TRAVAIL DEMANDÉ —
- A) Répondez brièvement aux questions suivantes sur le passage consacré à l'indignité devant Dieu, en marquant chaque réponse comme la question correspondante.
(i) Quelles paroles de Pierre, aux pieds de Jésus, le passage rapporte-t-il ?
(ii) Qui prononce la phrase « La femme que tu m'as donnée pour être avec moi, m'a donné du fruit de l'arbre et j'en ai mangé » ?
(iii) Selon la fin du passage, que ne connaît-on pas encore ?
- B) Indiquez par oui ou par non si chacune des affirmations suivantes concorde avec le passage consacré à l'indignité devant Dieu, en citant à l'identique les mots du passage qui tranchent.
(i) On souhaite que Dieu soit moins saint.
(ii) Le désir d'aller à Dieu est présenté comme l'œuvre de l'Esprit de Dieu.
(iii) On possède déjà la paix que Dieu donne.
- C) Prolongez le passage consacré à l'indignité devant Dieu à la suite de sa dernière phrase.

TEXTE EXTRAIT —
══════════════════════════════

Toutes les fois qu'alors on discerne clairement sa position, on désirera d'aller
à Dieu, tout en ayant la conscience que l'on n'a aucun droit à se trouver
là. Il en sera comme du fils prodigue: «Je me lèverai et je m'en irai vers mon
père, et je lui dirai: Mon père, j'ai péché contre le ciel et devant toi; je ne
suis plus digne d'être appelé ton fils» (Luc 15: 18, 19); de même que de
Pierre, aux pieds de Jésus: «Seigneur, retire toi de moi, car je suis un
homme pécheur» (Luc 5: 8). On a le sentiment de son indignité devant Dieu,
parce qu'on a vu que Dieu est saint, et qu'il doit être saint; toutefois, en
même temps, il y a le désir d'aller à Lui, inconséquence apparente, mais qui
est, en réalité, l'oeuvre de l'Esprit de Dieu. Quand l'Esprit agit, il est
naturel que l'on désire aller à Dieu, parce que l'on sent que l'on a besoin de
Lui, bien que la conscience dise que l'on n'est pas en état de s'approcher de
Lui. Le coeur est tourné vers Dieu; on voit qu'il est saint, et qu'il
doit être saint, et ainsi on prend le parti de Dieu contre soi-même. On ne
désire pas qu'il soit moins saint, de manière à ce que l'on pût, pour parler
ainsi, se glisser dans le ciel, par conséquent on justifie Dieu, au lieu de
chercher à le condamner dans le but de se justifier soi-même, ce que plus d'un
pécheur fait, et ce que Adam fit, quand il dit: «La femme que tu m'as
donnée pour être avec moi, m'a donné du fruit de l'arbre et j'en ai mangé»
(Genèse 3: 12). Au lieu de se justifier soi-même, on justifie Dieu et on se
condamne soi-même. C'est ainsi que le coeur est rendu droit. Il est vrai que
l'on ne connaît pas encore la rédemption — ce que Dieu a fait pour nous
en Christ; on est occupé de son état devant Dieu comme d'une chose présente,
mais cela est bon. On n'a pas la paix que Dieu donne et qu'il donnera,
toutefois il y a la droiture du coeur.

══════════════════════════════

EXTRAIT DES DONNÉES —
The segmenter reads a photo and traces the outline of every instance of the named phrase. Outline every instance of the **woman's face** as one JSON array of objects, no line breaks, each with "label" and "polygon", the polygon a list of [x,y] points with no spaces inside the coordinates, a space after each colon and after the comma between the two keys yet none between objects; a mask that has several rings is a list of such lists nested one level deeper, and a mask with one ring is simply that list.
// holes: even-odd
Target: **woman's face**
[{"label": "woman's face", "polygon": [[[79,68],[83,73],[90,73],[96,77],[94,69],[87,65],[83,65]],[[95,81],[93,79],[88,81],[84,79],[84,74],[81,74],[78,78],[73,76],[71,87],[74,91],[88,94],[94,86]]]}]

══════════════════════════════

RÉPONSES APPORTÉES —
- A)
(i) « Seigneur, retire toi de moi, car je suis un homme pécheur » (Luc 5: 8).
(ii) Adam (Genèse 3: 12).
(iii) La rédemption, c'est-à-dire ce que Dieu a fait pour nous en Christ.

- B)
(i) Non : « On ne désire pas qu'il soit moins saint ».
(ii) Oui : « inconséquence apparente, mais qui est, en réalité, l'oeuvre de l'Esprit de Dieu ».
(iii) Non : « On n'a pas la paix que Dieu donne et qu'il donnera ».

- C)
Dieu, dans sa grâce, avait établi la
sacrificature, afin de pourvoir aux besoins de son peuple. Mais ces Israélites
prétendaient que parce qu'ils étaient le peuple de Dieu, ils pouvaient
prendre une place devant Lui autrement que sur le fondement donné par Lui. Ils
avaient abusé des privilèges qui leur avaient été conférés; ils avaient murmuré
contre Dieu, fait le veau d'or; ils avaient dit qu'ils valait mieux retourner
en Égypte; ils avaient méprisé les promesses; et à cette longue suite de
manquements et de rébellions, venait s'ajouter ce que la Parole appelle «la
contradiction de Coré» (Jude 11). Et pendant qu'ils sont dans cet état charnel,
ils prétendent pouvoir s'approcher de Dieu. «Et ils s'assemblèrent contre Moïse
et contre Aaron, et leur dirent: Qu'il vous suffise, puisque tous ceux
de l'assemblée sont saints, et que l'Eternel est au milieu d'eux,
pourquoi vous élevez-vous par-dessus l'assemblée de l'Eternel» (16: 5) ?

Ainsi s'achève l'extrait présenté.